__Your goal__
Rewrite each of the items below, replacing "even-odd rule" with "nonzero winding rule" and leaving everything else unchanged. Omit the pictures from your answer.

__Region annotation items__
====================
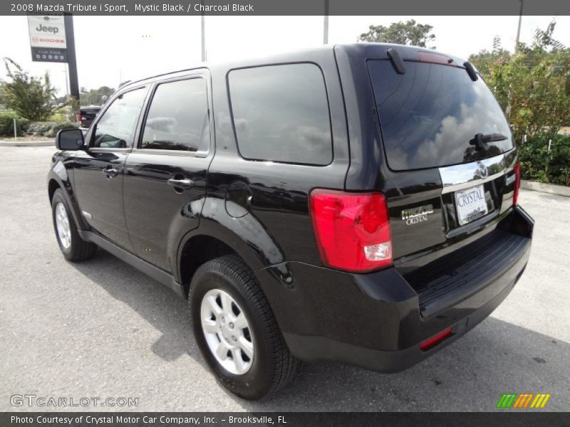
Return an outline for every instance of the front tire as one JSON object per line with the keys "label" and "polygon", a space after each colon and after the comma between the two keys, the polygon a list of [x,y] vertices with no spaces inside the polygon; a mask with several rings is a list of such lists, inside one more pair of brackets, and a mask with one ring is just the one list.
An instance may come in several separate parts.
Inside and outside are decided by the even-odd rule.
{"label": "front tire", "polygon": [[294,376],[299,362],[289,352],[255,276],[238,256],[200,266],[188,299],[198,347],[230,391],[259,399]]}
{"label": "front tire", "polygon": [[78,262],[95,256],[97,245],[85,241],[79,236],[77,225],[61,189],[58,189],[53,193],[51,216],[59,248],[66,258]]}

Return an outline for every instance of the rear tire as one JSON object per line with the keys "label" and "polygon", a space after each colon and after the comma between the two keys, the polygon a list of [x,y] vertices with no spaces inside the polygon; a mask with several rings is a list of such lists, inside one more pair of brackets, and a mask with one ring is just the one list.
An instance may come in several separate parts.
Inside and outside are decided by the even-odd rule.
{"label": "rear tire", "polygon": [[238,256],[225,255],[201,265],[188,300],[198,347],[228,390],[243,399],[259,399],[294,376],[300,362],[289,352],[255,276]]}
{"label": "rear tire", "polygon": [[85,241],[79,236],[71,209],[61,189],[58,189],[53,193],[51,217],[59,248],[66,258],[76,263],[95,256],[97,245]]}

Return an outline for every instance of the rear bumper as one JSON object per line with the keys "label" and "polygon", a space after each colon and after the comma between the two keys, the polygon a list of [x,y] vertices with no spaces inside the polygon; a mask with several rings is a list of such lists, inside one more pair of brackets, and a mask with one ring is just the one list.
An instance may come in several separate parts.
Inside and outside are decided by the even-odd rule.
{"label": "rear bumper", "polygon": [[[485,252],[493,260],[480,280],[474,279],[473,271],[466,267],[460,274],[452,275],[457,278],[455,282],[447,280],[447,288],[427,299],[394,268],[354,275],[288,263],[276,270],[259,272],[272,276],[259,279],[279,278],[282,283],[284,276],[289,277],[284,291],[264,288],[294,354],[304,360],[331,359],[395,372],[457,339],[507,297],[527,265],[533,225],[528,214],[517,206],[493,231],[503,233],[497,238],[510,242],[502,248],[509,251]],[[474,260],[472,268],[480,269],[480,263]],[[422,305],[423,298],[430,302],[430,310]],[[450,337],[427,351],[420,350],[423,341],[448,327]]]}

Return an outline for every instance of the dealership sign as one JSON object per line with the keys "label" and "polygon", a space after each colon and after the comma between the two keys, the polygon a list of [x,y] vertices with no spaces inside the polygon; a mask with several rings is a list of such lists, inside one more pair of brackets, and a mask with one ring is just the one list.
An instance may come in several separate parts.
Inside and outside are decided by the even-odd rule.
{"label": "dealership sign", "polygon": [[66,24],[63,15],[28,15],[31,60],[67,62]]}

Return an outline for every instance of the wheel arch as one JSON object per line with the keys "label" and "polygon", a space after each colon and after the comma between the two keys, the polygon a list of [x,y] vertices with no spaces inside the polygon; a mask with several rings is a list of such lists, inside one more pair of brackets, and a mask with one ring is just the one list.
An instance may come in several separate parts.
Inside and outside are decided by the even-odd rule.
{"label": "wheel arch", "polygon": [[187,233],[179,245],[175,271],[187,296],[192,278],[204,263],[224,255],[235,254],[252,270],[266,266],[253,248],[239,236],[215,221],[202,218],[200,226]]}
{"label": "wheel arch", "polygon": [[49,197],[50,204],[51,204],[53,194],[55,194],[58,189],[61,189],[63,191],[63,197],[66,198],[66,201],[71,209],[71,214],[73,216],[73,220],[77,224],[77,228],[80,230],[88,230],[89,226],[87,225],[81,214],[81,211],[79,209],[77,199],[73,193],[67,173],[63,172],[62,179],[59,174],[56,173],[52,169],[48,174],[48,196]]}

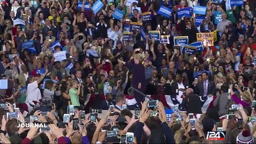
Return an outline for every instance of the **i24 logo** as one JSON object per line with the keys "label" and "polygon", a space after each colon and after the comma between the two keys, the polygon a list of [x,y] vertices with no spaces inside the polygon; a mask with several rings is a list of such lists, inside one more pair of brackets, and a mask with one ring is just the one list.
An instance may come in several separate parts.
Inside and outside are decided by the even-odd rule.
{"label": "i24 logo", "polygon": [[206,136],[208,140],[224,140],[225,134],[222,131],[208,131]]}

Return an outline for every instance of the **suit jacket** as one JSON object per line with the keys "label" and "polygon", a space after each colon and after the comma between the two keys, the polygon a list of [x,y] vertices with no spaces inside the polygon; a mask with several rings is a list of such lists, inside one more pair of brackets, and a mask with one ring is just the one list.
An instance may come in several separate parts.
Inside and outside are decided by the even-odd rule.
{"label": "suit jacket", "polygon": [[[185,87],[185,89],[187,88],[187,85],[183,83],[184,87]],[[177,91],[177,89],[178,89],[178,83],[176,82],[174,82],[171,83],[171,97],[173,98],[176,98],[176,96],[178,95],[178,91]]]}
{"label": "suit jacket", "polygon": [[[204,96],[204,80],[198,83],[197,87],[199,90],[197,94],[200,96]],[[216,95],[216,85],[214,82],[208,80],[207,95],[209,94]]]}

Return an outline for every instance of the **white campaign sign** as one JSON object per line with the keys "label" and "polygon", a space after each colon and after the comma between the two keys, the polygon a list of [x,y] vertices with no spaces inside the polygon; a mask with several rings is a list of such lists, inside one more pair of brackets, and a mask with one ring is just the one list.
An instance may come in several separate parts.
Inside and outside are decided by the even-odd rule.
{"label": "white campaign sign", "polygon": [[61,51],[59,52],[56,52],[53,53],[54,56],[54,61],[60,61],[61,62],[62,60],[67,59],[67,57],[66,56],[66,52]]}

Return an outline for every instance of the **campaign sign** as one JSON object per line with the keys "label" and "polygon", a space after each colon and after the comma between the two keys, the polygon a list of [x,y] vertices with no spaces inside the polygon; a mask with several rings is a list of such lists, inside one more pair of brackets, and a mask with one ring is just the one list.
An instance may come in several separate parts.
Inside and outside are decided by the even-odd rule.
====================
__Written solution__
Return an outline for every instance of the front tire as one JSON object per line with the keys "label" and "polygon", a space after each colon and after the comma between the two keys, the polygon a list of [x,y] vertices with no spaces inside the polygon; a mask with several rings is a list of such lists, inside one more pair of brackets, and a mask with one ring is just the one list.
An instance may come in several separate parts.
Inside and outside are decided by the nonzero winding rule.
{"label": "front tire", "polygon": [[294,376],[299,362],[289,352],[255,276],[238,256],[200,266],[188,299],[198,347],[230,391],[259,399]]}
{"label": "front tire", "polygon": [[78,262],[95,256],[97,245],[85,241],[79,236],[77,225],[61,189],[58,189],[53,193],[51,216],[59,248],[66,258]]}

Return an outline for every instance of the rear tire as one JSON object per line with the keys "label" and "polygon", a space after each colon and after the comma between the two keys, the polygon a list of [x,y] vertices with no spaces inside the polygon; a mask with several rings is a list of such lists, inside one more pair of brackets, and a mask with one ring is just the one list.
An instance may come in several separate parts.
Inside and outside are decided by the nonzero winding rule.
{"label": "rear tire", "polygon": [[238,256],[225,255],[201,265],[188,300],[198,347],[228,390],[243,399],[259,399],[294,376],[300,362],[289,352],[255,276]]}
{"label": "rear tire", "polygon": [[85,241],[79,236],[71,209],[61,189],[58,189],[53,193],[51,217],[59,248],[66,258],[76,263],[95,256],[97,245]]}

Return an outline for every instance of the rear bumper as one JSON object per line with the keys "label" and "polygon", a space after each colon and after the comma between the two keys, the polygon a list of [x,y] vertices with no spaces inside the polygon; a mask with several rings is a list of such lists, inside one more pair of brackets, and a mask with one ring is just the one list.
An instance may come in several separate parts.
Inside and outside are decided by the nonzero winding rule.
{"label": "rear bumper", "polygon": [[[485,252],[493,260],[480,280],[474,279],[473,271],[466,267],[460,274],[452,275],[457,278],[455,282],[447,280],[447,288],[427,299],[394,268],[354,275],[288,263],[276,270],[259,272],[272,276],[259,279],[279,278],[282,283],[284,276],[289,277],[284,291],[264,288],[294,354],[304,360],[331,359],[395,372],[457,339],[507,297],[527,265],[533,225],[528,214],[517,206],[493,231],[503,233],[497,238],[510,242],[502,248],[509,251]],[[474,260],[472,268],[480,269],[480,263]],[[422,305],[423,298],[430,302],[430,310]],[[450,337],[427,351],[420,350],[423,341],[448,327]]]}

Return an outline for every instance of the dealership sign as one JSON object per line with the keys "label" and "polygon", a space after each colon and after the comma between the two keys, the polygon a list of [x,y] vertices with no spaces inside the polygon; a mask with several rings is a list of such lists, inside one more pair of brackets, and a mask with one ring is just the one list.
An instance may come in several separate parts.
Inside and outside are decided by the nonzero winding rule.
{"label": "dealership sign", "polygon": [[66,24],[63,15],[28,15],[31,60],[67,62]]}

Return an outline for every instance of the wheel arch as one JSON object per line with the keys "label" and "polygon", a space after each colon and after the comma between the two keys, the polygon a list of [x,y] vertices with no spaces inside the polygon; a mask with several rings is a list of such lists, inside one more pair of brackets, and a mask with one ring is just the one list.
An instance may come in several separate parts.
Inside and outside are decided by the nonzero winding rule.
{"label": "wheel arch", "polygon": [[187,233],[179,245],[175,271],[187,296],[192,278],[204,263],[224,255],[235,254],[252,270],[266,266],[253,248],[239,236],[215,221],[202,218],[200,226]]}
{"label": "wheel arch", "polygon": [[49,197],[50,204],[51,204],[53,194],[55,194],[58,189],[61,189],[63,191],[63,197],[66,198],[66,201],[71,209],[71,214],[73,216],[73,220],[77,224],[77,228],[80,230],[88,230],[89,226],[87,225],[81,214],[81,211],[79,209],[77,199],[73,193],[67,173],[63,172],[62,179],[59,174],[56,173],[52,169],[48,174],[48,196]]}

Return an outline for every instance of the **i24 logo** as one JSON object per line with the keys "label" and "polygon", a space after each colon and after the comma between the two keys, the polygon a list of [x,y] vertices with no spaces inside the polygon; a mask with several rings is a list of such lists, inside one more pair of brackets, and a mask with one ring is just the one list.
An instance may come in several separate parts.
Inside and outside are decided by the nonzero winding rule.
{"label": "i24 logo", "polygon": [[206,136],[208,140],[224,140],[225,134],[222,131],[208,131]]}

Return an outline for every instance of the **suit jacket** as one JSON object per line with the keys "label" and "polygon", a space after each colon and after the comma between the two keys, the polygon a list of [x,y] vertices with no spaces inside the polygon; a mask with several rings is a list of such lists, inside one more pair of brackets, and a mask with one ring is just the one list.
An instance may come in several separate parts.
Inside and outside are decided by the nonzero winding rule.
{"label": "suit jacket", "polygon": [[[185,87],[185,89],[187,88],[187,85],[183,83],[184,87]],[[177,91],[177,89],[178,89],[178,83],[176,82],[174,82],[171,83],[171,97],[173,98],[176,98],[176,96],[178,95],[178,91]]]}
{"label": "suit jacket", "polygon": [[[204,96],[204,80],[198,83],[197,87],[199,90],[197,94],[200,96]],[[216,95],[216,85],[214,82],[208,80],[207,95],[209,94]]]}

Return an outline for every instance of the **white campaign sign** as one JSON object per line with the keys "label" and "polygon", a space after each colon and after the comma between the two keys, the polygon a list of [x,y] vertices with no spaces inside the polygon; a mask with several rings is a list of such lists, inside one more pair of brackets, and a mask with one ring is just the one list.
An instance may come in several separate parts.
Inside and outside are decided by the nonzero winding rule.
{"label": "white campaign sign", "polygon": [[61,51],[59,52],[56,52],[53,53],[54,56],[54,61],[60,61],[61,62],[62,60],[67,59],[67,57],[66,56],[66,52]]}

Return an outline for every instance of the **campaign sign** as one JSON object per line with the keys "label" and "polygon", a space after each colon and after the comma between the two keys, the polygon a list of [x,y] vertices with no spaces inside the polygon; a mask with several rings is a list of such lists, inside one more pair of brackets, and a mask with one ring is just the one list.
An instance may come in several separate parts.
Inside and outside are decided by the nonzero winding rule.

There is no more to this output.